■ SOURCE EXTRACT ■
# Demand Generation from Flight Departures
Author Ilias Parmaksizoglou

A Jupyter notebook developed to transform historical data from Terminal 1 of Malpensa International Airport to trip starts associated with a specific time-window throughout the day and a flight departure. 



In [1]:
# Necessary Python libraries
import pandas as pd
import numpy as np
import datetime
import random
import geopandas as gpd
import calendar

import os
os.environ['USE_PYGEOS'] = '0'
from demand_generation import *

# Get the current notebook's directory
notebook_dir = os.path.abspath(os.path.curdir)

# Construct the path to the parent directory
parent_dir = os.path.abspath(os.path.join(notebook_dir, '..'))





import os
os.environ['USE_PYGEOS'] = '0'
import geopandas

In the next release, GeoPandas will switch to using Shapely by default, even if PyGEOS is installed. If you only have PyGEOS installed to get speed-ups, this switch should be smooth. However, if you are using PyGEOS directly (calling PyGEOS functions on geometries from GeoPandas), this will then stop working and you are encouraged to migrate from PyGEOS to Shapely 2.0 (https://shapely.readthedocs.io/en/latest/migration_pygeos.html).
  import geopandas as gpd


First we load the necessary data relating to departures. Data are provided from SEA Aeroporti Milano and relate to the period between 1/6/2022 and 30/6/2022. The provided data contain both departing and arriving flights, but we are only interested in departures for now. The datasets loaded to the notebooks are: 

* mxp_data.csv (located on the data/mxp directory) - Containing arrivals/departures from MXP
* airlines.xlsx (located on the data/mxp directory) - Containing ICAO codes for associated airlines

Furthermore we define, time-window length of reference at 30 minutes. Additionally, we define factor trip_start, signalling the number of clusters in advance of their flight that most people start the trip to the airport.

■ DATA SUPPLIED ■
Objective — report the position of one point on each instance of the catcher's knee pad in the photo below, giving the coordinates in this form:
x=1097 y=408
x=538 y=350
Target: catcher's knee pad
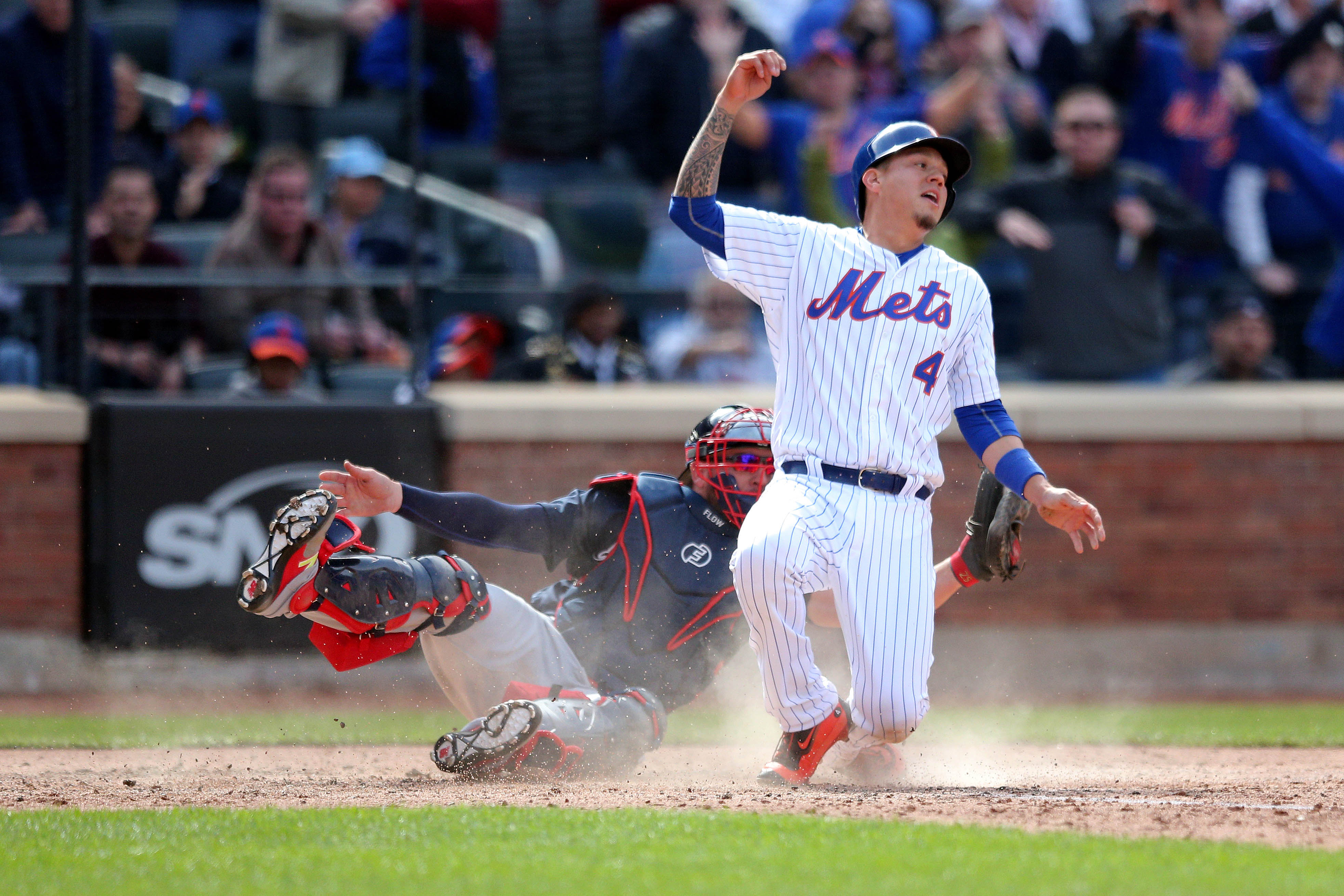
x=562 y=737
x=362 y=593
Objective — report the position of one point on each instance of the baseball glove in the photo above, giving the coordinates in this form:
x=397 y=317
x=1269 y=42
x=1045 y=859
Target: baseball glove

■ PROBLEM TO WORK ON ■
Copy the passage of the flight departures notebook above from "A Jupyter notebook" up to and including "a flight departure.", without changing anything.

■ RESPONSE ■
A Jupyter notebook developed to transform historical data from Terminal 1 of Malpensa International Airport to trip starts associated with a specific time-window throughout the day and a flight departure.